**EXERCISE INSTRUCTIONS**
Reproduce the records below, replacing "top-left corner" with "upper-left corner" everywhere it occurs and leaving every other character unchanged.

** Begin DATA TO USE **

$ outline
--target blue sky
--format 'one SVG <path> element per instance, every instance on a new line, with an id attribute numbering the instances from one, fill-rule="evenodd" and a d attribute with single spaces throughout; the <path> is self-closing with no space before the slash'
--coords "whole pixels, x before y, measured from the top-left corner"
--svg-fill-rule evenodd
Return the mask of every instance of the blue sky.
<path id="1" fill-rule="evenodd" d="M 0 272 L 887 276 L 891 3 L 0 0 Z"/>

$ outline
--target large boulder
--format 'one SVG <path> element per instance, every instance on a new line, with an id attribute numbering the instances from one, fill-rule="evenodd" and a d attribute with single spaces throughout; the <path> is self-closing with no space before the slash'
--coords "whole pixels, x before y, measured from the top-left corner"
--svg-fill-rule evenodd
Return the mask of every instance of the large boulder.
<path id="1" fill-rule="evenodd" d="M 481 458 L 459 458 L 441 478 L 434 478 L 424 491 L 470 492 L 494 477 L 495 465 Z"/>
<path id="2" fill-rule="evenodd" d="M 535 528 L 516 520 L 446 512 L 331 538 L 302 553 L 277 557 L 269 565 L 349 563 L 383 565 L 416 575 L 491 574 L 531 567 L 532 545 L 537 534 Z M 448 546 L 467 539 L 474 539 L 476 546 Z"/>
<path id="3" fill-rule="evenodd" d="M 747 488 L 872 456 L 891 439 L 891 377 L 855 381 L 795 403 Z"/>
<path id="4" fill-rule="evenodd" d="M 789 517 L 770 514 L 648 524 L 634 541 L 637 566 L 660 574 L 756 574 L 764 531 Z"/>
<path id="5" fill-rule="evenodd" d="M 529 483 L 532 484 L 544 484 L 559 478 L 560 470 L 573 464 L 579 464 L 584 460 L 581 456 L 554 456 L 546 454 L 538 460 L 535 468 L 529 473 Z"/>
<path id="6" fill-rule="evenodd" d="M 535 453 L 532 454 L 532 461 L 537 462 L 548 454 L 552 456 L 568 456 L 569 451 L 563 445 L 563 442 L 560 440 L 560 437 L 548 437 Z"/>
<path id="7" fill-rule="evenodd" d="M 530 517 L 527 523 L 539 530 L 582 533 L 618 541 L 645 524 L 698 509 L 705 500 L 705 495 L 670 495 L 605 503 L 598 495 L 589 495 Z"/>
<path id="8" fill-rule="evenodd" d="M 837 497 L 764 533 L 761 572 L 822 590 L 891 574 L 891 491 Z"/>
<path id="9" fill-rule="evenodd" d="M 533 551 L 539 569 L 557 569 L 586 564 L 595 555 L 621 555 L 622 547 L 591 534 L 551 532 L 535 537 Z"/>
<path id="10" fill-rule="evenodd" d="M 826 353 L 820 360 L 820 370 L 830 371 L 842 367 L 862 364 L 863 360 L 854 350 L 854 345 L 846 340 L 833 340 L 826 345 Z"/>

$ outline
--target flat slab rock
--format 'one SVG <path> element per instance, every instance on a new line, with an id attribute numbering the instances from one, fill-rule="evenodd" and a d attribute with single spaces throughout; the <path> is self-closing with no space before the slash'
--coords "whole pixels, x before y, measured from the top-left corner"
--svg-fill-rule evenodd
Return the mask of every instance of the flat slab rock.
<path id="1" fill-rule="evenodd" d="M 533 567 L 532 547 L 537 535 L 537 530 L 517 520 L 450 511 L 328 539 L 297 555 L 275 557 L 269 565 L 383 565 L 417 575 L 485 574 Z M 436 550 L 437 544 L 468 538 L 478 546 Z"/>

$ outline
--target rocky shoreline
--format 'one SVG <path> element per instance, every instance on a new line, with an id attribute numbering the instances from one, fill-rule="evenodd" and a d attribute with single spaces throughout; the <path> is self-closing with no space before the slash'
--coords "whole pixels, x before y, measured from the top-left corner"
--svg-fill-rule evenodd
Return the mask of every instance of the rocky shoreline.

** End DATA TO USE **

**OUTPUT**
$ outline
--target blue sky
--format 'one SVG <path> element per instance, every instance on a new line, with an id attribute numbering the instances from one, fill-rule="evenodd" and a d attribute with single spaces throughout; the <path> is self-closing with no space before the slash'
--coords "whole pixels, x before y, measured from the upper-left corner"
--svg-fill-rule evenodd
Return the mask of every instance of the blue sky.
<path id="1" fill-rule="evenodd" d="M 0 272 L 887 276 L 891 3 L 0 0 Z"/>

$ outline
--target large boulder
--format 'one SVG <path> element per instance, every instance on a new line, with an id attribute numbering the instances from one, fill-rule="evenodd" and a d attribute with single spaces throughout; the <path> is self-closing with no space before the slash'
--coords "whole pixels, x before y, measured from the upper-left corner"
--svg-fill-rule evenodd
Return the mask of every instance of the large boulder.
<path id="1" fill-rule="evenodd" d="M 481 458 L 459 458 L 441 478 L 434 478 L 424 491 L 470 492 L 494 477 L 495 465 Z"/>
<path id="2" fill-rule="evenodd" d="M 535 528 L 516 520 L 446 512 L 331 538 L 302 553 L 277 557 L 269 565 L 349 563 L 383 565 L 416 575 L 491 574 L 531 567 L 532 545 L 537 534 Z M 448 546 L 467 539 L 474 539 L 476 546 Z"/>
<path id="3" fill-rule="evenodd" d="M 747 488 L 872 456 L 891 439 L 891 377 L 855 381 L 795 403 Z"/>
<path id="4" fill-rule="evenodd" d="M 789 517 L 770 514 L 648 524 L 634 541 L 637 566 L 660 574 L 756 574 L 764 531 Z"/>
<path id="5" fill-rule="evenodd" d="M 529 483 L 532 484 L 544 484 L 559 478 L 560 470 L 573 464 L 579 464 L 584 460 L 581 456 L 554 456 L 546 454 L 538 460 L 535 468 L 529 473 Z"/>
<path id="6" fill-rule="evenodd" d="M 535 453 L 532 454 L 532 461 L 537 462 L 548 454 L 552 456 L 568 456 L 569 451 L 563 445 L 563 442 L 560 440 L 560 437 L 548 437 Z"/>
<path id="7" fill-rule="evenodd" d="M 530 517 L 527 523 L 539 530 L 582 533 L 618 541 L 645 524 L 698 509 L 705 500 L 705 495 L 670 495 L 605 503 L 598 495 L 589 495 Z"/>
<path id="8" fill-rule="evenodd" d="M 837 497 L 764 533 L 761 572 L 822 590 L 891 574 L 891 491 Z"/>
<path id="9" fill-rule="evenodd" d="M 533 551 L 539 569 L 557 569 L 586 564 L 595 555 L 621 555 L 622 547 L 591 534 L 551 532 L 535 537 Z"/>
<path id="10" fill-rule="evenodd" d="M 826 353 L 820 360 L 820 370 L 830 371 L 842 367 L 862 364 L 863 360 L 854 350 L 854 345 L 846 340 L 833 340 L 826 345 Z"/>

$ outline
--target flat slab rock
--format 'one SVG <path> element per instance, every instance on a new line, with an id attribute numbering the instances from one, fill-rule="evenodd" and a d attribute with single spaces throughout; the <path> is self-closing with no space before the slash'
--coords "whole pixels, x before y, measured from the upper-left corner"
--svg-fill-rule evenodd
Return the mask of every instance of the flat slab rock.
<path id="1" fill-rule="evenodd" d="M 533 567 L 532 547 L 537 535 L 537 530 L 517 520 L 450 511 L 328 539 L 297 555 L 275 557 L 269 565 L 383 565 L 417 575 L 485 574 Z M 436 550 L 437 544 L 468 538 L 478 546 Z"/>

$ outline
--target rocky shoreline
--format 'one SVG <path> element per instance, every instance on a new line, with an id attribute numbering the instances from one, fill-rule="evenodd" and a d attribute with single spaces throughout; the <path> is self-closing with no space before the slash'
--coords "whole pixels, x before y, measured from the upper-left corner"
--svg-fill-rule evenodd
Return the mask of every instance of the rocky shoreline.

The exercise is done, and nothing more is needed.